▸ **RECORD EXCERPTS**
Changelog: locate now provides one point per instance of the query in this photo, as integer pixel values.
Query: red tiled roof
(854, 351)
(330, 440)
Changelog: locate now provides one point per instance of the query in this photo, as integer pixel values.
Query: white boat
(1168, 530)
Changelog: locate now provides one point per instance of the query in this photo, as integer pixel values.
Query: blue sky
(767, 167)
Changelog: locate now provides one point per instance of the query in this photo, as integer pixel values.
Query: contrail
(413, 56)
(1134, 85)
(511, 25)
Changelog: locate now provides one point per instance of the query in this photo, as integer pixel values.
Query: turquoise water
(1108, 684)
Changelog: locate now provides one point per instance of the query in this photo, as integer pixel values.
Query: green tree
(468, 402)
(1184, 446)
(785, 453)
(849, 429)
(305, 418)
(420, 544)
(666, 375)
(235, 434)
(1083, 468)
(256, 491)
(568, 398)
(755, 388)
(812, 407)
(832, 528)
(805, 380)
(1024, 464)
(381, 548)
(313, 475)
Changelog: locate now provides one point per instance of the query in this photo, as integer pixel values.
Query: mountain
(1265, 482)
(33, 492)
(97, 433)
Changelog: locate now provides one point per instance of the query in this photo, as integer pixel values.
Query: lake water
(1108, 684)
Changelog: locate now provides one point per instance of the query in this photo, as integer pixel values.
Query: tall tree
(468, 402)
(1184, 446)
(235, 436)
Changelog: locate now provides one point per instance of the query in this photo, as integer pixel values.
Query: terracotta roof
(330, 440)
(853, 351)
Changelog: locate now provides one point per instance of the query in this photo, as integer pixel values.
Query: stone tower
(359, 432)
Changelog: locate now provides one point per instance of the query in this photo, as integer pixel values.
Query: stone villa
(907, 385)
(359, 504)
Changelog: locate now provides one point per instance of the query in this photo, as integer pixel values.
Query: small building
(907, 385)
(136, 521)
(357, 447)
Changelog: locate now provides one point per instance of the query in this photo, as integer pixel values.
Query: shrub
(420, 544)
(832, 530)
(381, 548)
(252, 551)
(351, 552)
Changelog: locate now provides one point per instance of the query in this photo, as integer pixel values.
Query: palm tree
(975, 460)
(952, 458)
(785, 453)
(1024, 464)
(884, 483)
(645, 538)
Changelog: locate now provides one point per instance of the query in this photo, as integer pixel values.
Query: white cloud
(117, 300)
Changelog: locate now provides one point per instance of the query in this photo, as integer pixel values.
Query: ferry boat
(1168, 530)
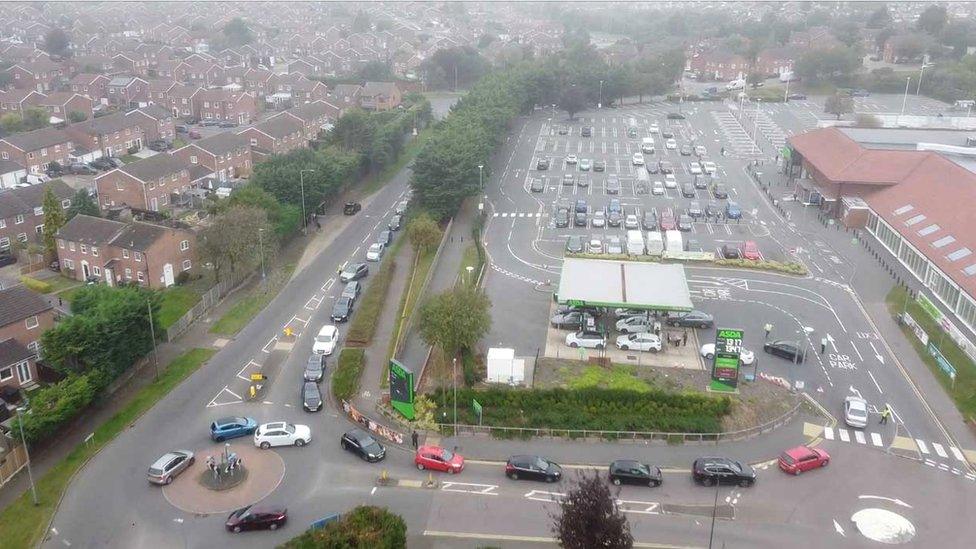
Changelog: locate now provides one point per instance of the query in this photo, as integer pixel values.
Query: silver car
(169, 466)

==

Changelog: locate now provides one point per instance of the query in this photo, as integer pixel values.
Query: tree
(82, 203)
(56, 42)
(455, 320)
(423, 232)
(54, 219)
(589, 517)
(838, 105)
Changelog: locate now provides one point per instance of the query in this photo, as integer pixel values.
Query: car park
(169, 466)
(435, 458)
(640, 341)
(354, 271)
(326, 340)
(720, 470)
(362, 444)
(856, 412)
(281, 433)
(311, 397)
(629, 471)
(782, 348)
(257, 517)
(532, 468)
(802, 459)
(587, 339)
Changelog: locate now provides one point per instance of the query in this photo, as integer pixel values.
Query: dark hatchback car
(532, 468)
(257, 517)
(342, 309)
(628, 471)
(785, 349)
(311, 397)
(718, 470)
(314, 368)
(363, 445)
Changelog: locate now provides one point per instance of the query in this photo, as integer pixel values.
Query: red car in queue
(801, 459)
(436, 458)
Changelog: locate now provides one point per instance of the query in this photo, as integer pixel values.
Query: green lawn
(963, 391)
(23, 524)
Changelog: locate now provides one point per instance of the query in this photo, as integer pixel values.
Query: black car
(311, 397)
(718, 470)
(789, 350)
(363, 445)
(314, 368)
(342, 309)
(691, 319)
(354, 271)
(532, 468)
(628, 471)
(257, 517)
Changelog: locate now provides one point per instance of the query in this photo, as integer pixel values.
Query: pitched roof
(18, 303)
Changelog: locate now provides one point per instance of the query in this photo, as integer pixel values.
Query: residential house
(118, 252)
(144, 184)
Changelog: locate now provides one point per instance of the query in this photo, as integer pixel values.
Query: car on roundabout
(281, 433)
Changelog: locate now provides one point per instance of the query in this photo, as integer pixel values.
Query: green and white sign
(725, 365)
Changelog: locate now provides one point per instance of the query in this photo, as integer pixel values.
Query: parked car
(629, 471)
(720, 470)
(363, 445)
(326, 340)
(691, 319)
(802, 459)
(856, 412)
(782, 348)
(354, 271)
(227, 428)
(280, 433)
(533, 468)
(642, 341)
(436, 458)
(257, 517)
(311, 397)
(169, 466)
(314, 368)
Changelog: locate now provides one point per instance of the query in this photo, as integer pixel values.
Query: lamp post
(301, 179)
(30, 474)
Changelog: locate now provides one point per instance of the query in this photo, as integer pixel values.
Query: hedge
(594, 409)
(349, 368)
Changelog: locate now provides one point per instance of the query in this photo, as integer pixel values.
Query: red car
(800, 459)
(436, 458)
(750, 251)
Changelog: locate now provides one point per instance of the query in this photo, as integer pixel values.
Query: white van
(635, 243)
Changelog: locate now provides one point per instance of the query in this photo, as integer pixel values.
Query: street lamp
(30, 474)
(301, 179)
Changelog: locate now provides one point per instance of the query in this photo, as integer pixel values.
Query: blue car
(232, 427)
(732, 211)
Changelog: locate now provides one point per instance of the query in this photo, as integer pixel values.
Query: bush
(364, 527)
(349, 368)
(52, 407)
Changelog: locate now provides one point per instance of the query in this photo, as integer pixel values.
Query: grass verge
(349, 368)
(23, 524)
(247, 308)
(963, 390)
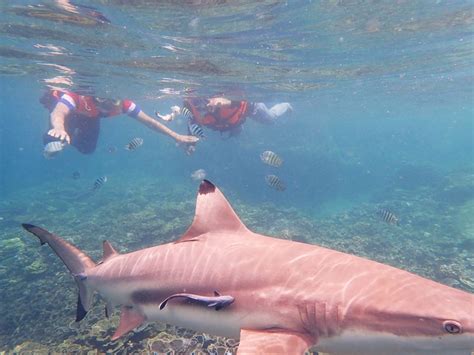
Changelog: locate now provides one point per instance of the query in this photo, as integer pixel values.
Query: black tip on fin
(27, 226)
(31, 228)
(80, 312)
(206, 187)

--

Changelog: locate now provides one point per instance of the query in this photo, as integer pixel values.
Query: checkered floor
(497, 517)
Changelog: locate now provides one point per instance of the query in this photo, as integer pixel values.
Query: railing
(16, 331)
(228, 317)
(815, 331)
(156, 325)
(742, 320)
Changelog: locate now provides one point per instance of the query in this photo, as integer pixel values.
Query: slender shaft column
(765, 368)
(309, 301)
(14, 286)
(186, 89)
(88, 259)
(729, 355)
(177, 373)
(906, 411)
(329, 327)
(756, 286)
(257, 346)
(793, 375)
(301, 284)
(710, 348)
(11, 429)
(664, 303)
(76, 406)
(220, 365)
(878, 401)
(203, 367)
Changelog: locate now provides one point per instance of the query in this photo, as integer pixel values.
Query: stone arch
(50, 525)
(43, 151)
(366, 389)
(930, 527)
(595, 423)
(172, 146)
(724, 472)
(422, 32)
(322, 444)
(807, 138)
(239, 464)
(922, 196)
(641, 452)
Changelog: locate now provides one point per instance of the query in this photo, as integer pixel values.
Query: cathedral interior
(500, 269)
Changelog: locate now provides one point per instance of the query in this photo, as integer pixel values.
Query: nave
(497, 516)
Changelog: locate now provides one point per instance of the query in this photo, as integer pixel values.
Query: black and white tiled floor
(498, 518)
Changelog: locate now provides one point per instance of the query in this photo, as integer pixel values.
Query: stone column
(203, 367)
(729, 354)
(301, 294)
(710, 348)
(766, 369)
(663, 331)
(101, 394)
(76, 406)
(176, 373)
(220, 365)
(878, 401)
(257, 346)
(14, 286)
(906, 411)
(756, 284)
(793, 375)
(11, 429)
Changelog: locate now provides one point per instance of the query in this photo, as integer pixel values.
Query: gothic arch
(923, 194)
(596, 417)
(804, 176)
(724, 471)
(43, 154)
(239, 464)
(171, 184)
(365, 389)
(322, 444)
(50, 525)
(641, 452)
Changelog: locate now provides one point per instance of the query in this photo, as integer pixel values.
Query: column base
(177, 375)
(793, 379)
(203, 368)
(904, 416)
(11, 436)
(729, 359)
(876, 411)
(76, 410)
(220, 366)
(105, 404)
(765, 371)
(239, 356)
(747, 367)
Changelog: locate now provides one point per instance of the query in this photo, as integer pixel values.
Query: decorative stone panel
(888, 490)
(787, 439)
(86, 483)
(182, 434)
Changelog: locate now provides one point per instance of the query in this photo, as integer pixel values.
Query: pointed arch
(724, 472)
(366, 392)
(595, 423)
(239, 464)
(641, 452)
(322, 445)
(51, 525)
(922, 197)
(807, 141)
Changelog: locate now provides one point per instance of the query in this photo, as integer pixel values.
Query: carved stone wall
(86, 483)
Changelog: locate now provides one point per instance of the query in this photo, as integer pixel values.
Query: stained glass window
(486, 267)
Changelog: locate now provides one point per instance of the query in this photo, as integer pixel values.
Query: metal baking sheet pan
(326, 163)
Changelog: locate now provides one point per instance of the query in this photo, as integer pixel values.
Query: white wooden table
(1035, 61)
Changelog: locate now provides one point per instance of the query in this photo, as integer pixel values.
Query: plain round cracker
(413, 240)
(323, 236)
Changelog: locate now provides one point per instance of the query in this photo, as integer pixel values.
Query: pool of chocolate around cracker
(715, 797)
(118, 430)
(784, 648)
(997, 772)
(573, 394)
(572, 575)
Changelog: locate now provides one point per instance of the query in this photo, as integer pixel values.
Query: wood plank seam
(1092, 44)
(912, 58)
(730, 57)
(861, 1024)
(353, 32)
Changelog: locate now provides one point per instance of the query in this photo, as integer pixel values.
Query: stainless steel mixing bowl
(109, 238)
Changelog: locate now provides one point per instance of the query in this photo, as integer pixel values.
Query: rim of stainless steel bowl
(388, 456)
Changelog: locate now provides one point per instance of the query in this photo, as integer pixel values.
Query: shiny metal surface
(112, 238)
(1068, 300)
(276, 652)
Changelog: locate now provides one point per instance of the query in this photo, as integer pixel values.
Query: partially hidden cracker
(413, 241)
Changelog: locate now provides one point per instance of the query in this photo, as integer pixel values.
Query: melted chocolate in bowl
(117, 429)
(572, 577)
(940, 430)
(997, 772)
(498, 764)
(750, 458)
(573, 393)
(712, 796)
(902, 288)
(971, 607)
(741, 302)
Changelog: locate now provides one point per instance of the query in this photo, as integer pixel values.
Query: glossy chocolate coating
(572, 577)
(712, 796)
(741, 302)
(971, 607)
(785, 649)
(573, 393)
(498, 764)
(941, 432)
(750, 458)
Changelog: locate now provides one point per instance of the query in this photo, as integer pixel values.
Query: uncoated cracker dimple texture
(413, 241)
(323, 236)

▸ **EXERCISE BRIEF**
Locate every line in the entries above that contains the word "stainless" and copy each of those lines in full. Matching is case-sensitive.

▸ **WRITTEN SOLUTION**
Query: stainless steel mixing bowl
Query: rim of stainless steel bowl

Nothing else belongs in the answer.